▶ **Problem description**
Copy the rows below verbatim, starting at the line that contains "316, row 205." and continuing through the final row, with both ends included. Leave the pictures out of your answer.
------ Extracted information
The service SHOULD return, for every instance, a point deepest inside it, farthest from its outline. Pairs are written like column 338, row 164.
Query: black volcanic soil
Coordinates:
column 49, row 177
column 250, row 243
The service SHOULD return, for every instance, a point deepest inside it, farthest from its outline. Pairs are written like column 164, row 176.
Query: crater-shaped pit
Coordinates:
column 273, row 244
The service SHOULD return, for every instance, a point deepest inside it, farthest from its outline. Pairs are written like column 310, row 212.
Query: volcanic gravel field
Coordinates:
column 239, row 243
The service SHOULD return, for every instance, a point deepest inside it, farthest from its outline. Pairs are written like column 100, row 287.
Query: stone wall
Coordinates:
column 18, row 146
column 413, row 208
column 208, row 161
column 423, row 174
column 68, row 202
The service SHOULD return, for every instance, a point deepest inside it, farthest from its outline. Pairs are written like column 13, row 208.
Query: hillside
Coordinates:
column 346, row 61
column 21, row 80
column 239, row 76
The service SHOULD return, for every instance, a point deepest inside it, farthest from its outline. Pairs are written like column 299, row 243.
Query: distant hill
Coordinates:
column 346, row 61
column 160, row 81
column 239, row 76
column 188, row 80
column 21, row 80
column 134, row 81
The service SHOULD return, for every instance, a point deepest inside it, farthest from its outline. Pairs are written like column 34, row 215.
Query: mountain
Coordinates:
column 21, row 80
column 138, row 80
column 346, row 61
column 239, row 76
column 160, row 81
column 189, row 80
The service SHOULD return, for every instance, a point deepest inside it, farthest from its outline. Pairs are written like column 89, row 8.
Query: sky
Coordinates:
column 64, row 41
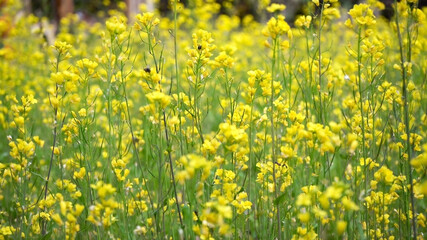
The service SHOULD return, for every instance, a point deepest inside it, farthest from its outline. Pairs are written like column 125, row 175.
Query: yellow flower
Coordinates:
column 274, row 7
column 362, row 14
column 160, row 98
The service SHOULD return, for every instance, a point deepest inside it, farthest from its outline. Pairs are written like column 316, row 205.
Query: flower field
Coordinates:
column 202, row 125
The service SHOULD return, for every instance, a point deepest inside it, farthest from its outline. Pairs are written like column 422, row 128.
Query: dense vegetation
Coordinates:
column 200, row 125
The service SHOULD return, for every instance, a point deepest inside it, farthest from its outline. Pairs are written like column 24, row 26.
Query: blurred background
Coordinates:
column 98, row 9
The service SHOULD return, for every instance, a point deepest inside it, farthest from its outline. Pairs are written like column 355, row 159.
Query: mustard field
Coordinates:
column 202, row 125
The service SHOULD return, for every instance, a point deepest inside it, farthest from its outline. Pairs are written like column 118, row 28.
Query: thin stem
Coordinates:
column 406, row 119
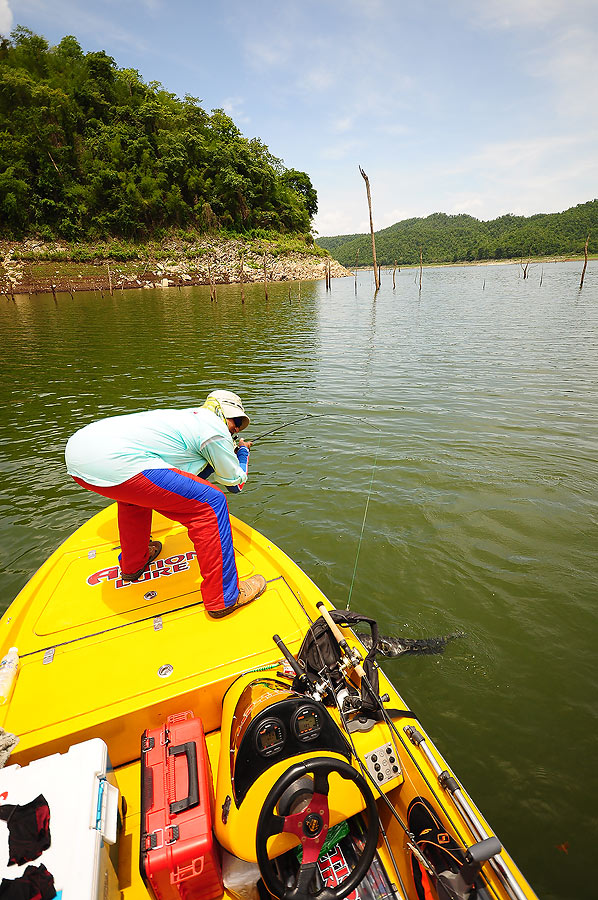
------------
▶ **Exercise output**
The service SHOULD return, for every instance, a point deepest inside it, farthest from its outline. Pairs are written like column 316, row 205.
Query: flower field
Coordinates:
column 202, row 125
The service SHOULD return, for every instance, a point deepest inside it, farthest from its outline. Pairs are written like column 422, row 128.
Query: dense vegetation
Coordinates:
column 200, row 125
The service SHOULD return, for every instance, a point deepest inside it, farthest from its outline. Pairs are written like column 24, row 26.
Query: blurred background
Coordinates:
column 98, row 9
The service SHOULD return, for every instance, a point deepest inside it, farthest from its outline. Pairs are written like column 355, row 159.
Query: mustard field
Coordinates:
column 202, row 125
The service SHOULD return, for every instance, a point deepest inside it, farthest from its outline. Pairs are written like column 118, row 28.
Query: thin stem
Coordinates:
column 406, row 119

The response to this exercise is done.